■ **Records for the exercise**
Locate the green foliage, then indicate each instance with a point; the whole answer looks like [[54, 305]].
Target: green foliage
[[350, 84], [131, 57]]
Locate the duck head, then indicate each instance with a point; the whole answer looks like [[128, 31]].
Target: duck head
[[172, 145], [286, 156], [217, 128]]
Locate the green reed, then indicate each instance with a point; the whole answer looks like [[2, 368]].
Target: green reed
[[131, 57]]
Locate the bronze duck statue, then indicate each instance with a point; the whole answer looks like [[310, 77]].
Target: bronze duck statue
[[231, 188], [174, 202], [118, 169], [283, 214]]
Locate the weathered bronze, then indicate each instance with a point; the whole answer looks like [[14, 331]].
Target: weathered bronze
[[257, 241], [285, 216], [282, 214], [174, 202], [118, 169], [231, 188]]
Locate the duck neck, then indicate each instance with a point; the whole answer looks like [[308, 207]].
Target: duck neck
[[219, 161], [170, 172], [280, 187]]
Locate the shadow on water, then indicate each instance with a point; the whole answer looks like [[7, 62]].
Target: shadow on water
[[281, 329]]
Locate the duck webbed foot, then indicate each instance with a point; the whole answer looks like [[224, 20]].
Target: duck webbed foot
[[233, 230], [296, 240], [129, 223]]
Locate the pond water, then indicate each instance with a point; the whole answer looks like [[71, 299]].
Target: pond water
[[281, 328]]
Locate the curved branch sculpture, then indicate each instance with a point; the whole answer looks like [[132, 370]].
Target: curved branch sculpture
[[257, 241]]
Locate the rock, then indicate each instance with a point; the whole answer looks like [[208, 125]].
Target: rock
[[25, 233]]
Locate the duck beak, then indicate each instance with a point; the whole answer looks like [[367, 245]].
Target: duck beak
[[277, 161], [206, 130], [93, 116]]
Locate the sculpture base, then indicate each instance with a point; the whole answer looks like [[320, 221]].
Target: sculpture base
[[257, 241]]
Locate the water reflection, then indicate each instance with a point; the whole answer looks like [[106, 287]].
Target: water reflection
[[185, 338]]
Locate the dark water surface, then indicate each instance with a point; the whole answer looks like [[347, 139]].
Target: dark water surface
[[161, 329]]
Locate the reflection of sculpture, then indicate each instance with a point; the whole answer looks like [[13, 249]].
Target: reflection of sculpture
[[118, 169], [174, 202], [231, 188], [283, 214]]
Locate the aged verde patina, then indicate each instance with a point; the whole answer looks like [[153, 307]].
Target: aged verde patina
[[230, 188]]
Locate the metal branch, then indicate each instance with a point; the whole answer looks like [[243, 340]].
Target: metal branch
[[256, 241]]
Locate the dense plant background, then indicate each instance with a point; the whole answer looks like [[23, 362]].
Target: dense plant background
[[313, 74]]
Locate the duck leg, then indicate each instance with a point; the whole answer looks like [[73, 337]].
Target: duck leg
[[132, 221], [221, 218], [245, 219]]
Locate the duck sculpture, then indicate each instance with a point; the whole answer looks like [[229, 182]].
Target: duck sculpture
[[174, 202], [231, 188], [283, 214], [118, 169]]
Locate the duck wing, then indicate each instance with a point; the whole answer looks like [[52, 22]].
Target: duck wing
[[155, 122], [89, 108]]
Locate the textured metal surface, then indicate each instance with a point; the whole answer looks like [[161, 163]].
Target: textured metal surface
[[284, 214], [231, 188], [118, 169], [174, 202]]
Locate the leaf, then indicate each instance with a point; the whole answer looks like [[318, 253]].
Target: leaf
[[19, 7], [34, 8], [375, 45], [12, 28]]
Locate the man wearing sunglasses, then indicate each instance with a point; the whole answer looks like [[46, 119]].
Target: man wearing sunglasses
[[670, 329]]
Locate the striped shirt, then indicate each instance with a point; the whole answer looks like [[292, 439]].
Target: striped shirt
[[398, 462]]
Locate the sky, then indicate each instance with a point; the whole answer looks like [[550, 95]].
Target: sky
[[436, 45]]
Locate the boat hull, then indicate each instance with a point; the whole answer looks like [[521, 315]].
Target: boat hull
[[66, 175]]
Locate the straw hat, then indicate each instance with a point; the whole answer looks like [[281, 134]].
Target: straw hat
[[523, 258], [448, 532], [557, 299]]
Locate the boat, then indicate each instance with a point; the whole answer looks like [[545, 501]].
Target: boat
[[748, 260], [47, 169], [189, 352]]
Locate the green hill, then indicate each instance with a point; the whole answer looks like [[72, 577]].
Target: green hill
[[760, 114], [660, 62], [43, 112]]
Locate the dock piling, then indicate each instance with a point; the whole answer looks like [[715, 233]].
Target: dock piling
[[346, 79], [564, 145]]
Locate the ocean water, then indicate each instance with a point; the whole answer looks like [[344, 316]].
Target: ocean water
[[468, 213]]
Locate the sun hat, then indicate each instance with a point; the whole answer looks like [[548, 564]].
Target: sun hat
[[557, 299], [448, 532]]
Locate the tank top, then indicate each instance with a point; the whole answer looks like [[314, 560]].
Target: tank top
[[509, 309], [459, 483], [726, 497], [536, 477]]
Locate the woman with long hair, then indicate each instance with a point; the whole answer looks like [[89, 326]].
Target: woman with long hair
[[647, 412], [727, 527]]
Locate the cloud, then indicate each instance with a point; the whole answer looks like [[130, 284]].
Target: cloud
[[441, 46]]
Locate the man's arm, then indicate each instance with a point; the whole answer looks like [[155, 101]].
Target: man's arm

■ **Task**
Print all of the records above again, word for word and with nothing changed.

■ **Final answer**
Locate the green foliage, then indicate each instance with a point; the whole answer looks like [[54, 305]].
Target: green foliage
[[350, 84], [131, 57]]
Locate the duck head, then indicate each instance with a point; the whole answer looks like [[128, 31]].
Target: duck head
[[172, 145], [286, 156], [217, 128]]
Locate the green reed, then indicate each instance with a point; the whole answer looks like [[2, 368]].
Target: green reed
[[131, 57]]
Locate the bronze duck statue, then indicate each instance with a point; the whole answer looks like [[310, 77]].
Target: bronze duck statue
[[231, 188], [174, 202], [118, 169], [283, 214]]
Locate the weathered bronze, then indicate each instance with a point; the whole answer looks like [[14, 331]].
Target: weathered bronze
[[257, 241], [285, 216], [282, 214], [174, 202], [118, 169], [231, 188]]
Locate the duck neck, then indicate each instance with a point; the whole answer looks like [[308, 207]].
Target: duck neck
[[219, 161], [170, 172], [280, 187]]
Locate the shadow on water, then indicate each instance with a point; the whole answer looks like [[7, 62]].
Target: shadow on water
[[281, 329]]
Locate the duck webbed foot, then indicate each instance with a point; the whole answer looks like [[224, 20]].
Target: duck webbed foot
[[233, 230], [296, 240], [129, 223]]
Locate the pond water, then indicate each instance with a point; the whole answer looks like [[71, 299]].
Target: pond water
[[281, 328]]
Locate the curved branch sculpture, then indicate each instance with a point; the whole answer looks like [[132, 370]].
Target: curved branch sculpture
[[257, 241]]
Locate the rock, then indicate each instance with a point; the whole answer looks like [[208, 125]].
Target: rock
[[25, 233]]
Locate the duck beak, then indicate each instance with a point; the whole answer looks like [[367, 245]].
Target: duck beak
[[277, 161], [206, 130], [93, 116]]
Locate the sculpture base, then indicate each instance with a point; the whole answer looks like [[320, 221]].
Target: sculpture base
[[257, 241]]
Locate the water reflection, then indicate each instance with a point; the whole answer looks like [[106, 287]].
Target: water reflection
[[185, 338]]
Locate the dark water surface, then indicate each instance with a point; the whole answer looks like [[347, 139]].
Target: dark water surface
[[161, 329]]
Locate the reflection of sculpture, then indicate each instance with a point; the whole answer looks like [[13, 249]].
Target: reflection of sculpture
[[118, 169], [174, 202], [231, 188], [283, 214]]
Locate the aged verde patina, then indicate each instance with a point; the whole answer looks like [[153, 307]].
Target: aged verde patina
[[230, 188]]
Locate the metal branch, then indicate each instance with a point; the whole answer looks like [[243, 340]].
Target: metal branch
[[256, 241]]
Locate the dense plant background, then indicate each instance with a point; the whole answer looks like [[23, 362]].
Target: dense plant background
[[313, 74]]
Locate the duck leg, then indicate each instance with a point; the whole answer looks like [[73, 337]].
Target: duck leg
[[132, 221], [221, 218], [245, 219]]
Locate the duck sculpture, then indicate each instance with a point; the whole answer looks like [[229, 182]].
Target: duck sculpture
[[174, 202], [231, 188], [283, 214], [118, 169]]
Locate the duck wing, then indicate each instance with a point; the whole answer looks like [[52, 22]].
Target: duck wing
[[155, 122], [89, 108]]
Locate the textured metal surface, then indicate each instance with a point; the whole answer looks like [[161, 163]].
Target: textured metal surface
[[284, 214], [231, 188], [118, 169], [174, 202]]
Locate the leaf, then indicate each instance with a point; the whole answer looks like [[318, 253]].
Target: leaf
[[19, 7], [34, 8], [375, 45], [12, 28]]
Locate the man wearing sunglasses, then indicate each instance with a point; the whole answer looks like [[46, 119]].
Target: man wearing sunglasses
[[670, 329]]
Locate the striped shirt, then indicate each instance with a point; the whole answer looks like [[292, 439]].
Target: striped shirt
[[398, 462]]
Locate the sky, then indicate each instance with a point; the whole answer looks like [[550, 95]].
Target: sky
[[436, 45]]
Locate the boat hull, then indicate each instance with a point; the whole answer looks like [[521, 315]].
Target: boat hull
[[66, 175]]
Locate the straw hat, then indicate each instance with a point; the whole answer looks like [[281, 134]].
Target: straw hat
[[523, 258], [448, 532], [557, 299]]
Locate the boat, then indicate each instance with a point; the whole answer looks like [[545, 501]].
Target: boat
[[748, 260], [47, 169], [189, 352]]
Locate the green hill, then indicate each instance with a point; the whole answer looks like [[72, 577]].
Target: green hill
[[760, 114], [660, 62], [43, 112]]
Locate the dock piling, then indicate each instance with a point; the whole answer looks like [[715, 233]].
Target: dock piling
[[346, 79], [564, 145]]
Locate the ocean water, then indicate each instance with a point; the whole answer looks like [[344, 316]].
Target: ocean water
[[468, 213]]
Locate the sun hat, then indicate each instance with a point; the whole answer looks like [[548, 564]].
Target: sun hat
[[557, 299], [448, 532]]
Locate the tank top, then indicate each instance with a point; the whole answer looks like [[314, 560]].
Target: tank top
[[509, 309], [459, 483], [726, 497], [536, 477]]
Locate the woman with long hair, then indicate each instance with a point; the whole answer looks like [[89, 326]].
Target: woman with long hair
[[647, 412], [727, 527]]
Locate the cloud, then indicate each instance with a point; the whole answer looks like [[130, 284]].
Target: cloud
[[441, 46]]
Locate the man's arm, then indicate each instance with a point; the whole answer looks like [[155, 101]].
Target: man's arm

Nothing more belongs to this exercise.